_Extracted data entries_
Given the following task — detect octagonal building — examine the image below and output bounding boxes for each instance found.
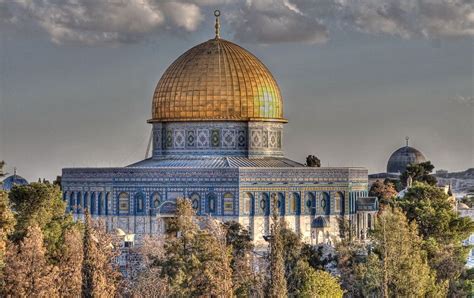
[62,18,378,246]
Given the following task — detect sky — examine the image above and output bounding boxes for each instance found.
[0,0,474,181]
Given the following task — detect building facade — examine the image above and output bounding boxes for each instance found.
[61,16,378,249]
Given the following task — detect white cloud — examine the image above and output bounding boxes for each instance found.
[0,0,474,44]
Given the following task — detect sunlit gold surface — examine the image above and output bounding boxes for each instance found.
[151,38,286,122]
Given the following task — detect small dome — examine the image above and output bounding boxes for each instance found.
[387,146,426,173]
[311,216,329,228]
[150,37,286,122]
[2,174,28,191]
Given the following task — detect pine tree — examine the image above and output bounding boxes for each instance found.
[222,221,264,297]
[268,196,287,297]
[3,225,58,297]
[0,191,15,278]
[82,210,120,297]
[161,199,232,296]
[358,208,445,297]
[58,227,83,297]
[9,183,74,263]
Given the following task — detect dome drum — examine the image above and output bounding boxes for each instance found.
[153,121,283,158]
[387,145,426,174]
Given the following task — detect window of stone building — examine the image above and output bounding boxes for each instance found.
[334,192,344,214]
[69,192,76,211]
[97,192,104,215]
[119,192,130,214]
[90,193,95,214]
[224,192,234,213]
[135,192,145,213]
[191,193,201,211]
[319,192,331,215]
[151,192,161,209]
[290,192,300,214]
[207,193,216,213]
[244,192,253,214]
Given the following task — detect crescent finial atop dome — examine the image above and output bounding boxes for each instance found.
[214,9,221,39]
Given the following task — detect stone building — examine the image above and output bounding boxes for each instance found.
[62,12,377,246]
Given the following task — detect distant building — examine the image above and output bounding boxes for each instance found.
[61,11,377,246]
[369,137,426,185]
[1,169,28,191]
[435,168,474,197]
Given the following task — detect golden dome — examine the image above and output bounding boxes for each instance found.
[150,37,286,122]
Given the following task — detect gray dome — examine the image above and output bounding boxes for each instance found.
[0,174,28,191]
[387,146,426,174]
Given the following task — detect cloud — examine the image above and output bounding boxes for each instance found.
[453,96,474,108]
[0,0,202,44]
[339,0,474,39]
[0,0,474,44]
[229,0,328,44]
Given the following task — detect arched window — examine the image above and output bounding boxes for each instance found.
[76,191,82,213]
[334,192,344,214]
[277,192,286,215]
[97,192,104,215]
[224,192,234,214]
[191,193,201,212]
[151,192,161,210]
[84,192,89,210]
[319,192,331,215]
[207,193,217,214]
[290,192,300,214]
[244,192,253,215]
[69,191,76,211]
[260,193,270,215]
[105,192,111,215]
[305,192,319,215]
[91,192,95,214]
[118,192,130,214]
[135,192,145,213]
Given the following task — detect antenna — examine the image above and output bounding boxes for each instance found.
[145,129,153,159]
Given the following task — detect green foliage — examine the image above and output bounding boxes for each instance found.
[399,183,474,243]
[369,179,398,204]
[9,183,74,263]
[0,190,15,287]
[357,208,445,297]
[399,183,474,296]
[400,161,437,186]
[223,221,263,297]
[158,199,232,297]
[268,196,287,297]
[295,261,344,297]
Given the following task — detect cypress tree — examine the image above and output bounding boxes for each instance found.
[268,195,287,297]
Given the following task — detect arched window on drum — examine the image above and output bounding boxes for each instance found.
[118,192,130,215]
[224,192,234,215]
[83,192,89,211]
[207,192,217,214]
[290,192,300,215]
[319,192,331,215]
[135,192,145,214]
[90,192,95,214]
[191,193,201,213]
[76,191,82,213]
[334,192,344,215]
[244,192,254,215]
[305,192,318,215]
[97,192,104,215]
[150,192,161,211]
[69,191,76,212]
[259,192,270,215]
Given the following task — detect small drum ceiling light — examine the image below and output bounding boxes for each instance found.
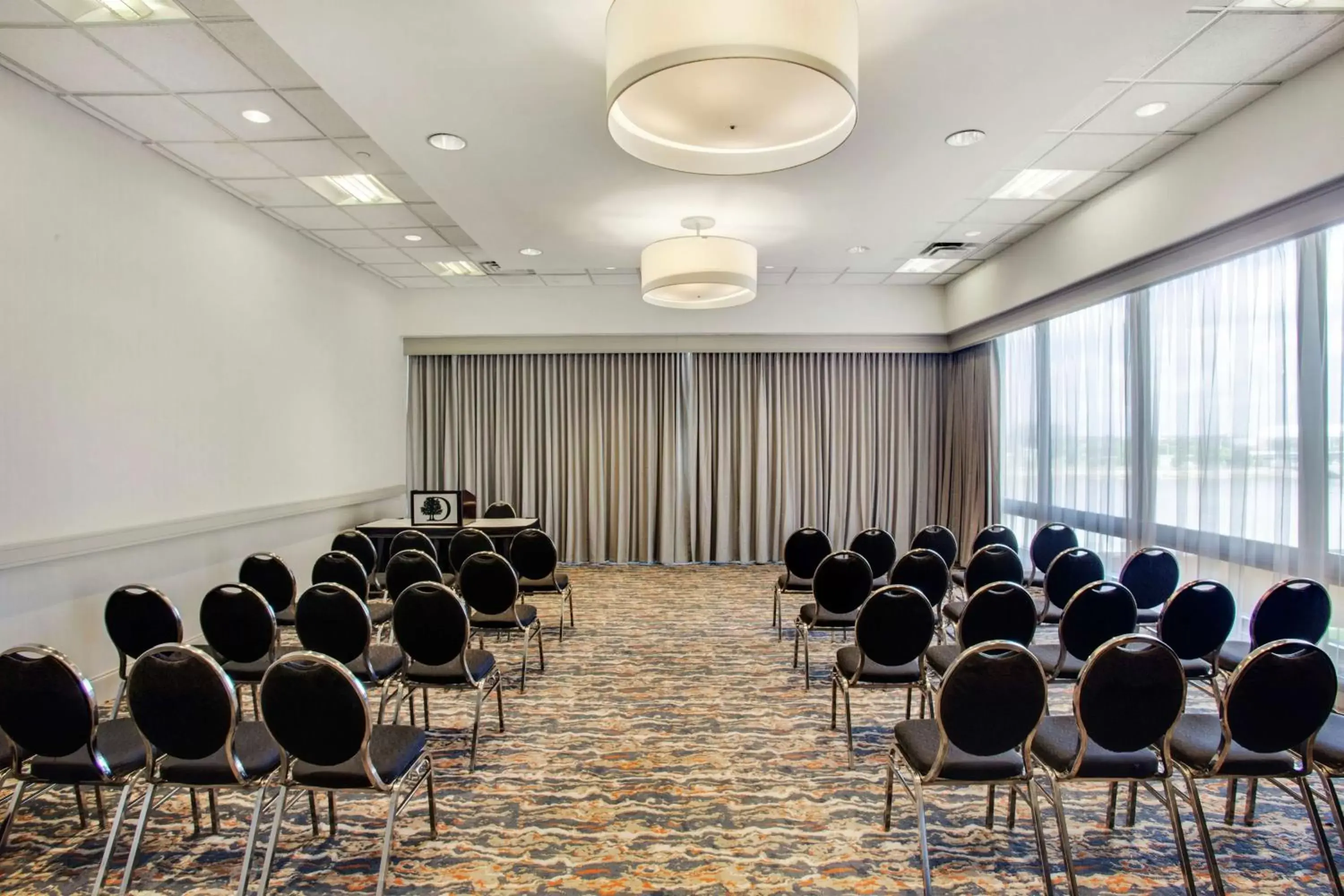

_Your task_
Rewrite all of the data above as a JSON list of strings, with one string for each line and blank lines omitted. Leave the pictures out of the list.

_Solution for this exercise_
[
  "Given the following task — detect octagonal building — examine the image below and output bounding boxes for each instance found.",
  "[62,18,378,246]",
  "Given the following task — detect sky — examine the image above and output bounding boxes for each instance found.",
  "[0,0,474,181]",
  "Given the following task — detect building facade — examine the image above and output bounding boxes for each instance found.",
  "[61,16,378,249]",
  "Given the following task — detect white cloud — examine the image above and output bounding boxes for each instance found.",
  "[0,0,474,44]",
  "Given the following task — detect sunlit gold surface — examine the image above and output bounding boxes for each instance found.",
  "[151,38,286,122]",
  "Given the following task — detect small dome — examine the image above and output bounding boxes for each instance found.",
  "[387,146,426,173]",
  "[311,216,329,228]",
  "[150,37,286,122]",
  "[2,174,28,191]",
  "Given the following task — detect pine tree — examine the image above and output bounding boxes for each instance found.",
  "[222,221,264,297]",
  "[268,196,287,297]",
  "[3,225,58,297]",
  "[0,191,15,278]",
  "[82,210,120,297]",
  "[161,199,232,296]",
  "[358,208,445,297]",
  "[58,227,83,297]",
  "[9,183,74,263]",
  "Given the following task — detect dome drum — examine the image above and output bounding boxes for each instance found.",
  "[153,121,283,158]",
  "[387,145,426,174]",
  "Given the following task — detect window of stone building — examine the image above and output bounding boxes for each instance found.",
  "[334,192,344,214]",
  "[69,192,76,211]",
  "[97,192,104,215]",
  "[119,192,130,214]",
  "[90,193,95,214]",
  "[224,192,234,213]",
  "[135,192,145,213]",
  "[191,193,201,211]",
  "[319,192,331,215]",
  "[151,192,161,209]",
  "[290,192,300,214]",
  "[207,193,216,213]",
  "[244,192,253,214]",
  "Given the following task — detect crescent finial atop dome — examine the image above and output bounding boxes for each instance found.",
  "[214,9,221,39]",
  "Given the following task — detect stone building — examine the image above and output bounding boxes for each instance found.",
  "[62,12,377,246]",
  "Given the following task — detect distant building — examine the image above and output bounding boxes for each instance found.",
  "[61,11,377,246]",
  "[369,137,426,185]",
  "[1,169,28,191]",
  "[435,168,474,197]",
  "Given the following task — detect golden dome — examine the image above and output bounding boxes for each instance found.",
  "[150,37,286,122]",
  "Given the following task — detect gray dome — examine the image above and output bounding boxes for each instance found.",
  "[0,174,28,191]",
  "[387,146,426,174]",
  "Given the following task — detect cloud — examine the image above and output bounding boxes for each instance found.",
  "[453,96,474,108]",
  "[0,0,202,44]",
  "[339,0,474,39]",
  "[0,0,474,44]",
  "[229,0,328,44]",
  "Given the following task — detect arched window — examine the image above and output bounding boxes for each instance found.",
  "[76,191,82,213]",
  "[334,192,344,214]",
  "[277,192,286,215]",
  "[97,192,104,215]",
  "[224,192,234,214]",
  "[191,193,201,212]",
  "[151,192,161,210]",
  "[84,192,89,210]",
  "[319,192,331,215]",
  "[207,193,217,214]",
  "[290,192,300,214]",
  "[244,192,253,215]",
  "[69,191,76,211]",
  "[260,193,270,215]",
  "[105,192,111,215]",
  "[305,192,319,215]",
  "[91,192,95,214]",
  "[118,192,130,214]",
  "[135,192,145,213]",
  "Given the following task — detect antenna — examine the image above and output bounding boxes for each instance found.",
  "[145,129,153,159]",
  "Given the following task — detect green foliage — examine the image above and output bounding boxes for each instance found.",
  "[399,183,474,243]",
  "[369,179,398,204]",
  "[9,183,74,263]",
  "[0,190,15,287]",
  "[357,208,445,297]",
  "[399,183,474,296]",
  "[400,161,437,186]",
  "[223,221,263,297]",
  "[158,199,232,297]",
  "[268,196,287,297]",
  "[295,261,344,297]",
  "Given the following task — detect cypress tree — examine the image above and output bounding boxes for each instance found.",
  "[268,195,287,297]",
  "Given the following task — detect arched window on drum — examine the image above and output bounding boxes for each instance found.",
  "[118,192,130,215]",
  "[224,192,234,215]",
  "[83,192,89,211]",
  "[207,192,217,214]",
  "[290,192,300,215]",
  "[319,192,331,215]",
  "[135,192,145,214]",
  "[90,192,95,214]",
  "[191,193,201,213]",
  "[76,191,82,213]",
  "[334,192,344,215]",
  "[244,192,254,215]",
  "[305,192,318,215]",
  "[97,192,104,215]",
  "[150,192,161,211]",
  "[69,191,76,212]",
  "[259,192,270,215]",
  "Given the following task — detect small drum ceiling light — examine the image below and output bounding boxes for each instance found."
]